• Passage:

Path: utzoo!utgpu!news-server.csri.toronto.edu!rutgers!tut.cis.ohio-state.edu!zaphod.mps.ohio-state.edu!wuarchive!decwrl!infopiz!athertn!hemlock!mcgregor
From: mcgregor@hemlock.Atherton.COM (Scott McGregor)
Newsgroups: comp.software-eng
Subject: Re: recap so far
Message-ID: <27245@athertn.Atherton.COM>
Date: 17 Jul 90 23:22:03 GMT
References: <27199@athertn.Atherton.COM> <1990Jul10.134226.22459@iti.org> <268462df> <39400111@m.cs.uiuc.edu> <31558@cup.portal.com>
Sender: news@athertn.Atherton.COM
Reply-To: mcgregor@hemlock.Atherton.COM (Scott McGregor)
Organization: Atherton Technology -- Sunnyvale, CA
Lines: 118

Some further comments concerning Cliff's recap.

In general I agree with the facts that Cliff records.  I have some
differing interpretations of what should be deduced from them.

Cliff writes that software engineering prediction models

>... attempt to create an accurate measure of something that is not
> measurable in the first place.

Software development time is surely measurable.  We measure it after
the fact every time we ship a product.  At best what Cliff
is saying is that they 

  attempt to give an accurate PREDICTION of something that is not 
  PREDICTABLE in the first place.  

This is more correct, but truthfully everyone who builds tools for predictions
of this sort is usually quite upfront about the fact that they create
predictions of MEANS with some VARIANCE.  Often, the tools will either show
you the variance, or if you consult the original research data on which
the tool was built you can get the underlying measures of variance.  As
Cliff points out these levels of variance are extremely high.  In that
sense you won't get a very accurate prediction.  However, the say that
the tools attempt to give an accurate prediction is overstating things.

• Data supplied:
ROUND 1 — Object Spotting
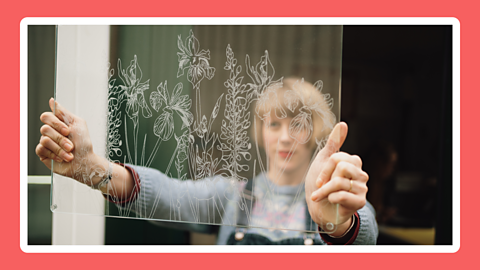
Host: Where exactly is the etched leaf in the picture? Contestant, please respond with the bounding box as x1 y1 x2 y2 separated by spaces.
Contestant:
153 111 174 141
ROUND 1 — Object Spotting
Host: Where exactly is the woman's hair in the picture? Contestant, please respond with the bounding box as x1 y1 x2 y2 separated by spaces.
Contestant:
251 77 336 150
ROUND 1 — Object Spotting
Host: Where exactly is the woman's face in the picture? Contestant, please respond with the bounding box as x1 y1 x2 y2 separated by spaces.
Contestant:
262 116 313 179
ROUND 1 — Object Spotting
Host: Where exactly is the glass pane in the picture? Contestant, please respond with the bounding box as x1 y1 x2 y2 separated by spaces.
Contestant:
52 25 343 235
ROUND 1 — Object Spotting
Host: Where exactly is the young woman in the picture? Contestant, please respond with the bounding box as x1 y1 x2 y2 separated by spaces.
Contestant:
36 78 378 244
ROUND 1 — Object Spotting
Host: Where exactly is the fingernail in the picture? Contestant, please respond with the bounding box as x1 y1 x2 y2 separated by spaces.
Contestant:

• What is required: In the post about software engineering prediction models, what do the builders of prediction tools usually admit their tools produce?

• Finished exercise: Predictions of means with some variance.